C'est au hasard de mes errances littéraires dans un journal de la presse morbihannaise du XIXème siècle que j'ai découvert une histoire peu ordinaire, celle de Marie Françoise HELLEGOUARCH, une jeune paysanne normande. Cet article, je l'avais mis de côté il y a des années mais, en retombant dessus, j'ai soudain eu envie de m'y intéresser de plus près. Le voici :
Je n'ai, à mon grand dépit, malheureusement pas retranscrit la source à l'époque, mais il était daté du 18 juillet 1897.
Que l'on soit croyant, superstitieux ou bien septique n'a pas d'importance. Rien ne nous empêche d'ouvrir les yeux sur un destin peu commun. J'ai donc mené ma petite enquête sur cette jeune fille qui fit beaucoup parler d'elle.
Marie Françoise est née le 12 mai 1874 à Kerguer, un petit village de la commune d'Inzinzac-Lochrist, dans le Morbihan, d'un couple de cultivateurs, Joseph Marie HELLEGOUARCH et Marie Louise HELLEGOUARCH (sans parenté). Elle avait une sœur aînée et un frère cadet. La famille, très honorable, était très pieuse.

====

Consignes de travail:
A) Répondez à ces questions d'après le texte sur Marie Françoise Hellegouarch :
(i) De quel jour l'article de presse était-il daté ?
(ii) Quand et dans quel village Marie Françoise est-elle née ?
(iii) Quels frères et sœurs avait-elle ?
B) Reprenez le texte sur Marie Françoise Hellegouarch après sa dernière phrase, en quelques phrases.

Informations fournies:

====

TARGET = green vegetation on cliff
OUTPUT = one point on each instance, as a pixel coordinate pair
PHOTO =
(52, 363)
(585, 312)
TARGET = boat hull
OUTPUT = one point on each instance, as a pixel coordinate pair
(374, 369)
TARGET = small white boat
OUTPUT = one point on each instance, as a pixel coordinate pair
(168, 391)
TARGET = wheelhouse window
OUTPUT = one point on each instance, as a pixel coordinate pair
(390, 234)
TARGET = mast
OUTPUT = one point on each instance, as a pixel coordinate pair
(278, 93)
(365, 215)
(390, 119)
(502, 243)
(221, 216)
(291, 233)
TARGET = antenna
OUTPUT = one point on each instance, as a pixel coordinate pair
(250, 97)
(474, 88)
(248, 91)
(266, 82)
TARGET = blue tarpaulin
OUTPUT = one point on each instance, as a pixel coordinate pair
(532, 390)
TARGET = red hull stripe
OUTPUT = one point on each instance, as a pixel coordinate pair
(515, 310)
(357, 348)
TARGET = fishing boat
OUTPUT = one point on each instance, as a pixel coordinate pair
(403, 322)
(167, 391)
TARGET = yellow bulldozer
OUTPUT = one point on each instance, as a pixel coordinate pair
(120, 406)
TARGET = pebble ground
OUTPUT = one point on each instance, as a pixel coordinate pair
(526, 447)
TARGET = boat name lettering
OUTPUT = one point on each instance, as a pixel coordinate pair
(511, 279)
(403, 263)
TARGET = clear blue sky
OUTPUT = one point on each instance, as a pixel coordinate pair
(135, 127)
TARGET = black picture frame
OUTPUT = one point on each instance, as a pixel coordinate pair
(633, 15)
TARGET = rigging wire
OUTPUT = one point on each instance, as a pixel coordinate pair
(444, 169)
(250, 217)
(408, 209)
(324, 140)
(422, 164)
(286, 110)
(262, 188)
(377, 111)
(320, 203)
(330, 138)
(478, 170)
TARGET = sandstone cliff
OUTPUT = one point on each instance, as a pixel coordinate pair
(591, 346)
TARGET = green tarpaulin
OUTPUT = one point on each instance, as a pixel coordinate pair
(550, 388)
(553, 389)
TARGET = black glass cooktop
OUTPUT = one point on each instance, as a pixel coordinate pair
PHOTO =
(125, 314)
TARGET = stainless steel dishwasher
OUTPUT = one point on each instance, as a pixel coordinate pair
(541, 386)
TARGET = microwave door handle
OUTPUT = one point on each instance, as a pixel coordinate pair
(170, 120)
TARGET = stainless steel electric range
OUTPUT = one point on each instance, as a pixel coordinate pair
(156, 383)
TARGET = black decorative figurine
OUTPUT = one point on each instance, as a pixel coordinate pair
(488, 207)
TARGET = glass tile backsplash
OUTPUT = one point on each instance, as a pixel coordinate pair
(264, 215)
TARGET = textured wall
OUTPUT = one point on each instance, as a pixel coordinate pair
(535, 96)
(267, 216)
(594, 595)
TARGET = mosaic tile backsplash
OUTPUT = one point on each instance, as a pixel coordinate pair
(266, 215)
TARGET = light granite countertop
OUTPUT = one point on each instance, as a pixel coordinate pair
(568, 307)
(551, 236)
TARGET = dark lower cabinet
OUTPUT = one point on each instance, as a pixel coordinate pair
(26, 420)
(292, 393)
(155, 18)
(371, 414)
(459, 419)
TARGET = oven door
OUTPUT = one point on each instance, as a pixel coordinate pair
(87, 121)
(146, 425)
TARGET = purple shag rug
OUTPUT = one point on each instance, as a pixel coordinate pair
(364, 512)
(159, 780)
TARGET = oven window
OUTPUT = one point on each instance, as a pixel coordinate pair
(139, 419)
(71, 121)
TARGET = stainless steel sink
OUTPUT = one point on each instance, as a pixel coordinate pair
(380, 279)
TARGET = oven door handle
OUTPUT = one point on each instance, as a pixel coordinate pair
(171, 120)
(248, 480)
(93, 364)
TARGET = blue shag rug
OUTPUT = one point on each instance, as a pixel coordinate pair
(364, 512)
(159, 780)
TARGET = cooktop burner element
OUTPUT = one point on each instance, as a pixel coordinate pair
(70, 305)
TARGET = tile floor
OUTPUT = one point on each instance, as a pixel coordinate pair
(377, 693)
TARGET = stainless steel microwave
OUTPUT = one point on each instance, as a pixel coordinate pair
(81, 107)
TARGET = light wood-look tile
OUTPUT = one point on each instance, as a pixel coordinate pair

====

Réponses aux consignes:
A)
(i) Du 18 juillet 1897.
(ii) Le 12 mai 1874, à Kerguer, dans la commune d'Inzinzac-Lochrist.
(iii) Une sœur aînée et un frère cadet.

B)
Les informations fournies dans les différentes publications de l'époque nous permettent de reconstituer fidèlement son habitat : une petite maison basse et couverte de chaume, l'une de ses fermes typiques de la campagne bretonne de l'époque. A l'intérieur, sur la droite, se trouvait une grande chambre éclairée par une seule fenêtre à quatre carreaux. Au milieu de la pièce trônait une grande table et, sur les côtés, plusieurs lits étaient alignés. Une grande cheminée faisait face à une encoignure où se trouvait le lit de la jeune fille, ceint de grands rideaux de coutil grisâtre. Au mur était accrochée une image de la Sainte Face.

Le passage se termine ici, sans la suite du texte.